Rows from a dataset:
......

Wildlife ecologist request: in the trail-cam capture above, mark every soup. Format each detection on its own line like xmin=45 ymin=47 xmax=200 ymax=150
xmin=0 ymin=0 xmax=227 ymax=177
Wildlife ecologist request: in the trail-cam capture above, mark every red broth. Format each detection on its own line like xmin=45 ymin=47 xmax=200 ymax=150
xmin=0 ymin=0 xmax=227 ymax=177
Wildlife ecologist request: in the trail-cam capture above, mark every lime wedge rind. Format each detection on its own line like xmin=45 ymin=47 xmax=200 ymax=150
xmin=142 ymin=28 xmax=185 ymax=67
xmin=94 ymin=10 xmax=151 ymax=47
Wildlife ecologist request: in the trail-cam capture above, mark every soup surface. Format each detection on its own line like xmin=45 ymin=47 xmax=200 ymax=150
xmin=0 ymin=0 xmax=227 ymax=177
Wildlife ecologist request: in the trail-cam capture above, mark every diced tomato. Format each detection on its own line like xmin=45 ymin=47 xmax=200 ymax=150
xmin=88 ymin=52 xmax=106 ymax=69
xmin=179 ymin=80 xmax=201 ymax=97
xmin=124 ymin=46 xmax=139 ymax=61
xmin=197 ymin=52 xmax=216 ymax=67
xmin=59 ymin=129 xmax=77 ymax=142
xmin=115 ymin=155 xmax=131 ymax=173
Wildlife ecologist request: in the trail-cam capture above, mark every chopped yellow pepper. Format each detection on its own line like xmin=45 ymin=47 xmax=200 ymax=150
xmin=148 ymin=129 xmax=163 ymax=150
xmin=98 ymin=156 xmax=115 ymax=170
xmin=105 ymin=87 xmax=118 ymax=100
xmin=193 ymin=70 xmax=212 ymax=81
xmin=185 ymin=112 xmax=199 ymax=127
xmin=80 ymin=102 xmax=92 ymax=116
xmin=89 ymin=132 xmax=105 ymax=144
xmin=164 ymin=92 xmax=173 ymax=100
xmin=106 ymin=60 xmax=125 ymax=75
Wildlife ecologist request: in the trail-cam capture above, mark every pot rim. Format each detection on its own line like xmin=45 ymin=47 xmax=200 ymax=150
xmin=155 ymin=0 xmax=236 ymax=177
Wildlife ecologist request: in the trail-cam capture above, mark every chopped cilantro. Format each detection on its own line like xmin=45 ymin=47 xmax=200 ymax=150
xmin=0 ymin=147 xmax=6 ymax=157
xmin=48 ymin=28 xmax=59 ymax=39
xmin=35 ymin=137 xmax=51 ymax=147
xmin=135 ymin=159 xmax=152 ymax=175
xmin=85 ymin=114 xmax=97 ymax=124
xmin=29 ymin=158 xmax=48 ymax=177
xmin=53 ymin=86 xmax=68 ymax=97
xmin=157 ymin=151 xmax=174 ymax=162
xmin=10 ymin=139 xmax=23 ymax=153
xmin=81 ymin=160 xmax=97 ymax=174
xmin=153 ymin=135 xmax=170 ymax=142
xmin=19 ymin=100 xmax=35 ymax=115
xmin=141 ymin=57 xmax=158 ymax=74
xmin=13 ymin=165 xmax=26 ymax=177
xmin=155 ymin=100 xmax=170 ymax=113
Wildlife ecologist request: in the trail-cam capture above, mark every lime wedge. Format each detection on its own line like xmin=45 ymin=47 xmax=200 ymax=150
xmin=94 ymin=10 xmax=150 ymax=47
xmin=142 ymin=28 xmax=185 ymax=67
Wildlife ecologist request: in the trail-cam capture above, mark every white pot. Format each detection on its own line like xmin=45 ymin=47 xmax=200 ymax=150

......

**Work instructions:** Convert every row above into a JSON list of strings, one string per line, and leave out any blank lines.

**Response below:**
[
  "Wildlife ecologist request: in the trail-cam capture above, mark every soup. Format each detection on its own line like xmin=45 ymin=47 xmax=200 ymax=150",
  "xmin=0 ymin=0 xmax=227 ymax=177",
  "Wildlife ecologist request: in the trail-cam capture above, mark every red broth. Format each detection on its own line like xmin=45 ymin=47 xmax=200 ymax=150",
  "xmin=0 ymin=0 xmax=227 ymax=177",
  "Wildlife ecologist request: in the trail-cam capture above, mark every lime wedge rind. Format each detection on its own line like xmin=45 ymin=47 xmax=200 ymax=150",
  "xmin=142 ymin=28 xmax=185 ymax=67",
  "xmin=94 ymin=10 xmax=151 ymax=47",
  "Wildlife ecologist request: in the trail-cam capture above, mark every soup surface. Format each detection on its own line like xmin=45 ymin=47 xmax=200 ymax=150",
  "xmin=0 ymin=0 xmax=227 ymax=177",
  "Wildlife ecologist request: in the trail-cam capture above, mark every diced tomato. Format each detection on its own line like xmin=45 ymin=47 xmax=200 ymax=150",
  "xmin=88 ymin=52 xmax=106 ymax=69",
  "xmin=179 ymin=80 xmax=201 ymax=97",
  "xmin=124 ymin=46 xmax=139 ymax=61",
  "xmin=197 ymin=52 xmax=216 ymax=67",
  "xmin=59 ymin=129 xmax=77 ymax=142",
  "xmin=115 ymin=155 xmax=131 ymax=173",
  "Wildlife ecologist request: in the trail-cam capture above, mark every chopped yellow pepper. Format each detection on its own line like xmin=45 ymin=47 xmax=200 ymax=150",
  "xmin=148 ymin=129 xmax=163 ymax=150",
  "xmin=98 ymin=156 xmax=115 ymax=170",
  "xmin=105 ymin=87 xmax=118 ymax=100",
  "xmin=193 ymin=70 xmax=212 ymax=81",
  "xmin=185 ymin=112 xmax=199 ymax=127",
  "xmin=80 ymin=102 xmax=92 ymax=116",
  "xmin=89 ymin=132 xmax=105 ymax=144",
  "xmin=164 ymin=92 xmax=173 ymax=100",
  "xmin=106 ymin=60 xmax=125 ymax=75",
  "Wildlife ecologist request: in the trail-cam capture above, mark every pot rim. Format each detection on its own line like xmin=45 ymin=47 xmax=200 ymax=150",
  "xmin=155 ymin=0 xmax=236 ymax=177",
  "Wildlife ecologist request: in the trail-cam capture above, mark every chopped cilantro. Format each detection on its own line like xmin=45 ymin=47 xmax=200 ymax=150",
  "xmin=0 ymin=147 xmax=6 ymax=157",
  "xmin=48 ymin=28 xmax=59 ymax=39",
  "xmin=35 ymin=137 xmax=51 ymax=147",
  "xmin=135 ymin=159 xmax=152 ymax=175",
  "xmin=85 ymin=114 xmax=97 ymax=124",
  "xmin=29 ymin=158 xmax=48 ymax=177",
  "xmin=53 ymin=86 xmax=68 ymax=97",
  "xmin=157 ymin=151 xmax=174 ymax=162",
  "xmin=10 ymin=139 xmax=23 ymax=153",
  "xmin=81 ymin=160 xmax=97 ymax=174",
  "xmin=153 ymin=135 xmax=170 ymax=142",
  "xmin=19 ymin=100 xmax=35 ymax=115",
  "xmin=141 ymin=57 xmax=158 ymax=74",
  "xmin=13 ymin=165 xmax=26 ymax=177",
  "xmin=155 ymin=100 xmax=170 ymax=113",
  "Wildlife ecologist request: in the trail-cam capture above, mark every lime wedge. Format each detection on its own line like xmin=45 ymin=47 xmax=200 ymax=150",
  "xmin=94 ymin=10 xmax=150 ymax=47",
  "xmin=142 ymin=28 xmax=185 ymax=67",
  "Wildlife ecologist request: in the trail-cam capture above, mark every white pot. Format each detection on its own line like xmin=45 ymin=47 xmax=200 ymax=150"
]